--- START THE INPUT ---
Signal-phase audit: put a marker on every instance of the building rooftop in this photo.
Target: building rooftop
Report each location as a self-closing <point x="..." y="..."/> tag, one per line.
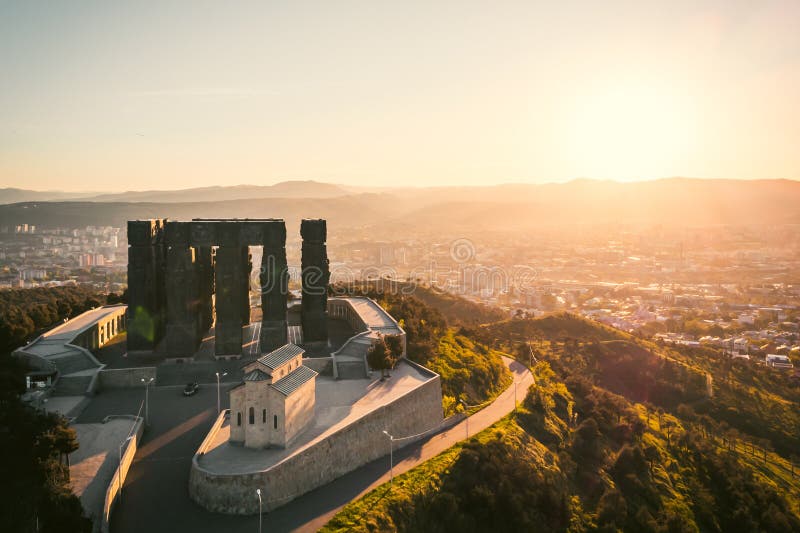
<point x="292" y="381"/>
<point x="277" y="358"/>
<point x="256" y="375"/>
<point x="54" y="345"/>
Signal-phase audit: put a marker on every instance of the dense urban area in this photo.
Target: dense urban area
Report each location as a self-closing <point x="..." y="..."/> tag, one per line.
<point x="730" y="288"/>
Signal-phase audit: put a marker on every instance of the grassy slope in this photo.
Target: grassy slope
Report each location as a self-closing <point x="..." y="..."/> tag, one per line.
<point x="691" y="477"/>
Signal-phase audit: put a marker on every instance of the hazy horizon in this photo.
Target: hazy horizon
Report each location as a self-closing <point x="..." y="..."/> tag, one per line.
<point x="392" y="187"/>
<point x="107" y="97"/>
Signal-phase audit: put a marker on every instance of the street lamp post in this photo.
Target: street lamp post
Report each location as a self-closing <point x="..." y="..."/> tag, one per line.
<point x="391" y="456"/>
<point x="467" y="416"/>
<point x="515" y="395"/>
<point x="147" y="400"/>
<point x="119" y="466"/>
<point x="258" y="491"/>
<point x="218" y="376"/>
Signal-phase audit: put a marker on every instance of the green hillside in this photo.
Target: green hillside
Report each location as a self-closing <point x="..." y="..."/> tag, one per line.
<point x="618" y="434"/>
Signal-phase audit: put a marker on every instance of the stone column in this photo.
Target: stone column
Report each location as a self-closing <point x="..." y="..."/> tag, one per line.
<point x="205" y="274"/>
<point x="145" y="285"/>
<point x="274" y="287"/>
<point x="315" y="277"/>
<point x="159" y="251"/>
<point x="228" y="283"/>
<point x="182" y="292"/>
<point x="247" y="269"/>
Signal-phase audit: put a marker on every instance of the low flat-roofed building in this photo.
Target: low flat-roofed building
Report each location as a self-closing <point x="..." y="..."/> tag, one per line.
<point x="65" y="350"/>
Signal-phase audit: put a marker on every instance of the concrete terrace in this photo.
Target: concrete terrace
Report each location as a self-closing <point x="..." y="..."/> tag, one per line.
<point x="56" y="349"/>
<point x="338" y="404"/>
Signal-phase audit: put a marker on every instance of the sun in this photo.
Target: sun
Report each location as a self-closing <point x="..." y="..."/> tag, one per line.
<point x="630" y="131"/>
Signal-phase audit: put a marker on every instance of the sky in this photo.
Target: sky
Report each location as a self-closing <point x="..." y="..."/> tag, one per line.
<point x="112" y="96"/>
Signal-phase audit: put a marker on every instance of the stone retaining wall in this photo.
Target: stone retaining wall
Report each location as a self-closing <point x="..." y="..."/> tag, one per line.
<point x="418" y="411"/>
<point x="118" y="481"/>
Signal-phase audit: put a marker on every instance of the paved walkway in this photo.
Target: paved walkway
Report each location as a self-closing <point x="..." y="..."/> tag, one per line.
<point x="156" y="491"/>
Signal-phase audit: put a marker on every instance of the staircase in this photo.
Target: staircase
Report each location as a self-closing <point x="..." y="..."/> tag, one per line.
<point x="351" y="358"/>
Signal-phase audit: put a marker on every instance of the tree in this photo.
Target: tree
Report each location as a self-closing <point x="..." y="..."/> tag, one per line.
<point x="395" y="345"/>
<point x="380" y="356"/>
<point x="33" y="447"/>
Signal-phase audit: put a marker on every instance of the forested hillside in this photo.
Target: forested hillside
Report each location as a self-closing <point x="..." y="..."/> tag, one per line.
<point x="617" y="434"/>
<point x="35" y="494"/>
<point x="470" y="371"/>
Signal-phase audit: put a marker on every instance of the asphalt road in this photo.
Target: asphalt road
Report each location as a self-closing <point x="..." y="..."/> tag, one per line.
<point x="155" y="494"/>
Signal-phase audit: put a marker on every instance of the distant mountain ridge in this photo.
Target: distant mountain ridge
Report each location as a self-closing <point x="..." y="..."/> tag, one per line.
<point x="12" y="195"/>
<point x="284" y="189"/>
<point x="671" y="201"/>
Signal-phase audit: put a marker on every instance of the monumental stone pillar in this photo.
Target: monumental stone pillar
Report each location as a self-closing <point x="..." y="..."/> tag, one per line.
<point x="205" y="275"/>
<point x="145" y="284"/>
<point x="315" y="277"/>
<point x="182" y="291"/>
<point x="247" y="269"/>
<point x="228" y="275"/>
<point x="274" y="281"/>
--- END THE INPUT ---
● CHALLENGE
Each line above is to be copied verbatim. Drop any image from the copy.

● RESPONSE TO THIS EXERCISE
Signal-phase audit: put a marker on every instance of the building rooftop in this photo.
Target: building rooftop
Report each location as a self-closing <point x="..." y="..."/> tag, one per line.
<point x="292" y="381"/>
<point x="277" y="358"/>
<point x="256" y="375"/>
<point x="54" y="345"/>
Signal-phase audit: put a marker on every instance of the dense urban area in this photo.
Target: dense urban area
Report each location as a self-closing <point x="..." y="..."/> tag, one per line.
<point x="730" y="288"/>
Signal-phase audit: put a marker on every instance of the grassy slope in this photo.
Target: grassy slope
Report each location as a self-closing <point x="..." y="..."/> tag, one per line.
<point x="691" y="477"/>
Signal-phase audit: put a marker on every instance of the hazy horizon in this photo.
Target: hazy horizon
Report each location as a self-closing <point x="..." y="..."/> tag, one per line.
<point x="392" y="187"/>
<point x="107" y="97"/>
Signal-phase audit: put a marker on every instance of the street lamp post in this photo.
Target: street lamp post
Report each location as a self-closing <point x="..." y="..."/> tag, one per line.
<point x="391" y="456"/>
<point x="467" y="416"/>
<point x="515" y="395"/>
<point x="147" y="400"/>
<point x="119" y="466"/>
<point x="258" y="491"/>
<point x="218" y="376"/>
Signal-phase audit: put a marker on every instance of the green hillside in this photo.
Target: green hillside
Report each location as a self-closing <point x="..." y="..."/> tag, one per line.
<point x="618" y="434"/>
Signal-phase audit: put a marker on every instance of the stone column in this photo.
Target: stone column
Report each location as a self-closing <point x="..." y="..."/> tag, one per line.
<point x="205" y="274"/>
<point x="145" y="285"/>
<point x="274" y="287"/>
<point x="315" y="277"/>
<point x="159" y="251"/>
<point x="228" y="283"/>
<point x="182" y="292"/>
<point x="247" y="269"/>
Signal-phase audit: put a marker on every instance of the low flat-roofed building in this photo.
Target: low flat-roofed building
Report each location as a self-closing <point x="..." y="..."/> tag, one per line.
<point x="65" y="350"/>
Signal-phase audit: put a marker on every instance of the concrete terrace in this photo.
Target: concrete terrace
Report each location as a self-closing <point x="..." y="..."/> tag, one per line.
<point x="56" y="349"/>
<point x="338" y="404"/>
Signal-phase audit: put a marker on every instance of the sun in this photo.
Target: sun
Report each location as a self-closing <point x="..." y="..."/> tag, one per line.
<point x="630" y="131"/>
Signal-phase audit: put a marker on every instance of the sky in this photo.
Target: sky
Report each location as a self-closing <point x="..." y="..."/> tag, one per line.
<point x="112" y="96"/>
Signal-phase audit: put a marker on every instance of the stone retaining wall in this photo.
Target: stone retaining wall
Report each location as a self-closing <point x="..." y="..."/> tag, one per line.
<point x="418" y="411"/>
<point x="118" y="481"/>
Signal-phase audit: put a marker on every instance of the paved walkway in this photo.
Target: paved walkway
Report each location as a self-closing <point x="..." y="..."/> tag, one per line.
<point x="156" y="491"/>
Signal-phase audit: put a marker on every instance of the staircase in this photo.
Target: staircase
Report each location as a self-closing <point x="..." y="..."/> tag, one per line.
<point x="351" y="358"/>
Signal-phase audit: put a marker on every instance of the tree in this photo.
Target: tree
Report each location as a self-closing <point x="..." y="..."/> tag, one per line.
<point x="395" y="345"/>
<point x="380" y="356"/>
<point x="33" y="447"/>
Signal-phase audit: put a marker on every instance of the forested hillside in this photo.
Target: forested hillside
Report each location as a self-closing <point x="..." y="..."/> tag, one per line.
<point x="617" y="434"/>
<point x="35" y="494"/>
<point x="470" y="371"/>
Signal-phase audit: put a marker on every instance of the asphalt road in this photo.
Target: asphalt road
Report each location as a self-closing <point x="..." y="..."/> tag, one per line.
<point x="155" y="494"/>
Signal-phase audit: put a marker on every instance of the distant mountain ridge in this photo.
Target: distant mountain ridge
Report each location as a self-closing <point x="..." y="..."/> tag, one per line.
<point x="12" y="195"/>
<point x="284" y="189"/>
<point x="671" y="201"/>
Signal-phase audit: put a marker on every instance of the monumental stone pillar in this photo.
Target: monumental stone pillar
Report each location as a self-closing <point x="..." y="..."/> tag, one per line.
<point x="205" y="275"/>
<point x="145" y="284"/>
<point x="315" y="277"/>
<point x="182" y="291"/>
<point x="247" y="269"/>
<point x="228" y="275"/>
<point x="274" y="281"/>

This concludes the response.